## WHAT TO WORK ON:
Where the material below has a line containing "Target: thin twig", start repeating exactly, and keep going through the line containing "Camera-trap review: tag the bare twig", with no other lines.
- Opening Delimiter -
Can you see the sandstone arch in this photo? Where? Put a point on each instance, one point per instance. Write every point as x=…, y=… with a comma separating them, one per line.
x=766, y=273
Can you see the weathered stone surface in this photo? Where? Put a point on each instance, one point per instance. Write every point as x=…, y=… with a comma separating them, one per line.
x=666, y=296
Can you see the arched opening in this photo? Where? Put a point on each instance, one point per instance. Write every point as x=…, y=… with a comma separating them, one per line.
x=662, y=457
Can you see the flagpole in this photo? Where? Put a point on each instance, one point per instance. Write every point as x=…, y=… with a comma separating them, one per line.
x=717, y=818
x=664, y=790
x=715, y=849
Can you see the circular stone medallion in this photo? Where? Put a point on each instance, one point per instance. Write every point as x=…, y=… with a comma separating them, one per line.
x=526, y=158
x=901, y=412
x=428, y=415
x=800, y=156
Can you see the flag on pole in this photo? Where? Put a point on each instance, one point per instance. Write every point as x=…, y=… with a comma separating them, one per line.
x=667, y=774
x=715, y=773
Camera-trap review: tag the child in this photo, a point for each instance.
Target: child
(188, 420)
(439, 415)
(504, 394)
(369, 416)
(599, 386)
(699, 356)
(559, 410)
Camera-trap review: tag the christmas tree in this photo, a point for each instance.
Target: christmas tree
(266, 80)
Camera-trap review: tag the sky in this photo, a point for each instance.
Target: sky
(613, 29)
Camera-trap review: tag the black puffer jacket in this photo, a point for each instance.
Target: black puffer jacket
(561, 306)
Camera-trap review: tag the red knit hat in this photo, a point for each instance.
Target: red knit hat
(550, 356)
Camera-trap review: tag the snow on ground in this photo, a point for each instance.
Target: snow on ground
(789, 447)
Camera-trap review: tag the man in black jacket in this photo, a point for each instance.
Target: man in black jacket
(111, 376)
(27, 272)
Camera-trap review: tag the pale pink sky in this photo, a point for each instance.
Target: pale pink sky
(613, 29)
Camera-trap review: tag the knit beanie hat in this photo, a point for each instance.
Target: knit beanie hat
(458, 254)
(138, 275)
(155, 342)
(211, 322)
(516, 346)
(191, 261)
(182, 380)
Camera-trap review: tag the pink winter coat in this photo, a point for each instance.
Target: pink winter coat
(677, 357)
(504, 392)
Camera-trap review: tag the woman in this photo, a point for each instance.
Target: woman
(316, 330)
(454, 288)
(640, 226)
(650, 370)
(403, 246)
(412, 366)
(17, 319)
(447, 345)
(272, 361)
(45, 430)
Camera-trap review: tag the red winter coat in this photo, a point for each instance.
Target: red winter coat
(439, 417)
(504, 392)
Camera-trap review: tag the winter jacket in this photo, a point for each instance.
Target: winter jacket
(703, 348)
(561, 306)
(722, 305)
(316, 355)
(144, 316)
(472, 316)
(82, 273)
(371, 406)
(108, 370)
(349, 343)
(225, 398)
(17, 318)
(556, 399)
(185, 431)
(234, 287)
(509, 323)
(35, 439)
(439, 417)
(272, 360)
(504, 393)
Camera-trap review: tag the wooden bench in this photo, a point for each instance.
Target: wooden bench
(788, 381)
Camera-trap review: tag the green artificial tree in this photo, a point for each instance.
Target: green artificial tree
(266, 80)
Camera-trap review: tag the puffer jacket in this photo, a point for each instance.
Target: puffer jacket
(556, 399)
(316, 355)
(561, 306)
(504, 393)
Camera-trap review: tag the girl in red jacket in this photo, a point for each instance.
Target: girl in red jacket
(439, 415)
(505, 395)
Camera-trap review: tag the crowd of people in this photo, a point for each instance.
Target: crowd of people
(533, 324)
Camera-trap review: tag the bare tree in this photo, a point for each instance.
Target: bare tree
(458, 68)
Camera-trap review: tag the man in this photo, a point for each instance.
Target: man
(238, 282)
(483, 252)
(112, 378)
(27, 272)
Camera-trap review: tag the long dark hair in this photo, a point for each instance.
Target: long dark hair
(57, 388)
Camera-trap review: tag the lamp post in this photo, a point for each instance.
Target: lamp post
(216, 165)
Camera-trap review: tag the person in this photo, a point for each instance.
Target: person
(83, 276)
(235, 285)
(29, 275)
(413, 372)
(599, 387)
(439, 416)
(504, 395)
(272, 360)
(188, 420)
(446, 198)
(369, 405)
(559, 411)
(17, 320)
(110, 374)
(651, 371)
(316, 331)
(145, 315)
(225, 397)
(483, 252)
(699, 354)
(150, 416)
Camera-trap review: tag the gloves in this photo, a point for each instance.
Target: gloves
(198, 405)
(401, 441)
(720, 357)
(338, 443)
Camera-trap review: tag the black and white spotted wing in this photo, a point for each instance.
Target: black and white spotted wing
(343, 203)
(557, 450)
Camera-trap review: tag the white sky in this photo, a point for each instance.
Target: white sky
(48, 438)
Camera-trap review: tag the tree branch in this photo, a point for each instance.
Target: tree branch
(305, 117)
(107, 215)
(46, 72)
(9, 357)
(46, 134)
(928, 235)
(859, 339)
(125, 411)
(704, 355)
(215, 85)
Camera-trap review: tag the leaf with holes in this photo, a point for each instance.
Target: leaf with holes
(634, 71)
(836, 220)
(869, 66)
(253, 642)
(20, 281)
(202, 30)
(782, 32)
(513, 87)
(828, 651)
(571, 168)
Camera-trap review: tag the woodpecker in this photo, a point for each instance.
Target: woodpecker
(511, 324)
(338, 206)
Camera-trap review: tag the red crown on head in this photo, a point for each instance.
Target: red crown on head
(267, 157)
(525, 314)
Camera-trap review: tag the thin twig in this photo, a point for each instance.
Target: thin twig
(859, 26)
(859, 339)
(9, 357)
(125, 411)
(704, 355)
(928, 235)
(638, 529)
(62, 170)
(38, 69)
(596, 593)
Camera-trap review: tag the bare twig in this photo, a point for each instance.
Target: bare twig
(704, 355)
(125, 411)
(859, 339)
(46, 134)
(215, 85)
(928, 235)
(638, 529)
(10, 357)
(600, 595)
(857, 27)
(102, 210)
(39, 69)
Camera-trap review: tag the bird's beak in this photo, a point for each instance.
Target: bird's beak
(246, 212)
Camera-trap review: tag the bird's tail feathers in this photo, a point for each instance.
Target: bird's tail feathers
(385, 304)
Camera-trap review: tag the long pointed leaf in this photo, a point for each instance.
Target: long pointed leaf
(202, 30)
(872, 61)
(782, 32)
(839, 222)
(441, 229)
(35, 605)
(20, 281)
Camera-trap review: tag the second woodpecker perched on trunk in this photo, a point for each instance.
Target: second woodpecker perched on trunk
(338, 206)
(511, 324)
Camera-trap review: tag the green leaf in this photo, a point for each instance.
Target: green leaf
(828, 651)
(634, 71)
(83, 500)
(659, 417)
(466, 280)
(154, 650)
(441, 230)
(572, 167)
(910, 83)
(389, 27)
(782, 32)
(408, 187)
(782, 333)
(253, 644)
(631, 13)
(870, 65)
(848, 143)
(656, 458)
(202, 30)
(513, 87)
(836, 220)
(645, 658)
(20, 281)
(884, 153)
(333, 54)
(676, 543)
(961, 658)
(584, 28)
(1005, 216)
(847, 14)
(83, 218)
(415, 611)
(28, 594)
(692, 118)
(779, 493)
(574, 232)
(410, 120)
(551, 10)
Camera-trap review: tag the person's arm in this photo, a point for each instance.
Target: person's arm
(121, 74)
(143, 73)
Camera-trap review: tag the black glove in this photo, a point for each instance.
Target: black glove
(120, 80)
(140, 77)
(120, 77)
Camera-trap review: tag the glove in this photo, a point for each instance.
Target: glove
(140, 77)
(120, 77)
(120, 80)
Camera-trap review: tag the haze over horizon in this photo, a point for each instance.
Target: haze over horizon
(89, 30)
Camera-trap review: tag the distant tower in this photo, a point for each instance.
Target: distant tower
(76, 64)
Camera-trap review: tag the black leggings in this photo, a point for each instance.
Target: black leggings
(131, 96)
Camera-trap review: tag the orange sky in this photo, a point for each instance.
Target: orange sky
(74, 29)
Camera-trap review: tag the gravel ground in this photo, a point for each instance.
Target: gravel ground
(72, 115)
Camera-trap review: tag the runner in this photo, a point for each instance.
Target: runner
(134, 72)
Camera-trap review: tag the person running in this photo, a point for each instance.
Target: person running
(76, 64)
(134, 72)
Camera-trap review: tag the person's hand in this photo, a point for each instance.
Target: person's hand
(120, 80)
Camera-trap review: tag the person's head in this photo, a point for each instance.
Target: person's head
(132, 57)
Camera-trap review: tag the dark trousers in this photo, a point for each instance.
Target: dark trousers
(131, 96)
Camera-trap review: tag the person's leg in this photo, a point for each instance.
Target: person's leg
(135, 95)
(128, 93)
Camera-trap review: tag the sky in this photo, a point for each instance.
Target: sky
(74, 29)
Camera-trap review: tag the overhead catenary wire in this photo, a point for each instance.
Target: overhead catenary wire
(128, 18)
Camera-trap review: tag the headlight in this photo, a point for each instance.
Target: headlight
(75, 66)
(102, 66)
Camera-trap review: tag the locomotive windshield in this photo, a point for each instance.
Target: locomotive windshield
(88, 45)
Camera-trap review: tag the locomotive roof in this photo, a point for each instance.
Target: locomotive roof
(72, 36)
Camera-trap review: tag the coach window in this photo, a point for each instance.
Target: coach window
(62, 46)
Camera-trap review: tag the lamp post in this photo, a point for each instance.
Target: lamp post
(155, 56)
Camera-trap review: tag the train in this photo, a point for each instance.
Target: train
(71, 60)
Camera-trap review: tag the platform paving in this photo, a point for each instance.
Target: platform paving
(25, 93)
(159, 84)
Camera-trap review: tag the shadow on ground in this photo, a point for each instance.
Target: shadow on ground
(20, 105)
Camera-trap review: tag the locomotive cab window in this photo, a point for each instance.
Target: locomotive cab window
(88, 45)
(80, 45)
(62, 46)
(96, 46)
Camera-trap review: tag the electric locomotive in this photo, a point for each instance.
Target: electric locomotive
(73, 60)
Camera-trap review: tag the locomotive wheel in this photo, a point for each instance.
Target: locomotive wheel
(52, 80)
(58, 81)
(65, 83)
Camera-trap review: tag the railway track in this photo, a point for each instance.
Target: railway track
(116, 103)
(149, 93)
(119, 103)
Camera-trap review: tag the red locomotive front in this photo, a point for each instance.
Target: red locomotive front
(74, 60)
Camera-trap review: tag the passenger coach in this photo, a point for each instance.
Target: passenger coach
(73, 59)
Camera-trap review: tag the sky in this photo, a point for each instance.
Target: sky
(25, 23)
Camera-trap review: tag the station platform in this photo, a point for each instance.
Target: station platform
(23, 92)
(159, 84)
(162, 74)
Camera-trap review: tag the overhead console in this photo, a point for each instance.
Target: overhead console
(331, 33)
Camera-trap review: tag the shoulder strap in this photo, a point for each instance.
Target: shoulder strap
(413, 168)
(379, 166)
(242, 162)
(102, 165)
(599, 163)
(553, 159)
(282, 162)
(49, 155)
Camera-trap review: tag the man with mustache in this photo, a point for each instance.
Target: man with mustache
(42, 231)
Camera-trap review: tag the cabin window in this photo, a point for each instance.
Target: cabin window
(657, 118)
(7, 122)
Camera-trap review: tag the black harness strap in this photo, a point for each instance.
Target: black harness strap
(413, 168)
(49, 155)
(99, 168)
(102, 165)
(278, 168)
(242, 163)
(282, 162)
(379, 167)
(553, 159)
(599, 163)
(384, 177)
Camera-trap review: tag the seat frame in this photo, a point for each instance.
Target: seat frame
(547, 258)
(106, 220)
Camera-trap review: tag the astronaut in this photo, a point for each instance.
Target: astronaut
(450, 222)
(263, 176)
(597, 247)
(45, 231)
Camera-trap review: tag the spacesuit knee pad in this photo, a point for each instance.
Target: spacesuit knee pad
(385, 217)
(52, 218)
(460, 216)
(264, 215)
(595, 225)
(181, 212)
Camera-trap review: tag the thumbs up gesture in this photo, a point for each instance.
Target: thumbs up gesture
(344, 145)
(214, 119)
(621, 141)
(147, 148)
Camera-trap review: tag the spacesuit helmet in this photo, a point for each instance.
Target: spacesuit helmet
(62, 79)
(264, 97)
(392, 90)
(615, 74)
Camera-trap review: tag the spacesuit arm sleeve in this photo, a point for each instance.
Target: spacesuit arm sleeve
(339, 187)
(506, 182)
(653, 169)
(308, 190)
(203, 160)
- Closing Delimiter -
## SOLUTION TO THE EXERCISE:
Target: thin twig
(859, 26)
(859, 339)
(9, 357)
(125, 411)
(704, 355)
(928, 235)
(638, 529)
(62, 170)
(38, 69)
(596, 593)
Camera-trap review: tag the bare twig in this photo, a point for each instance.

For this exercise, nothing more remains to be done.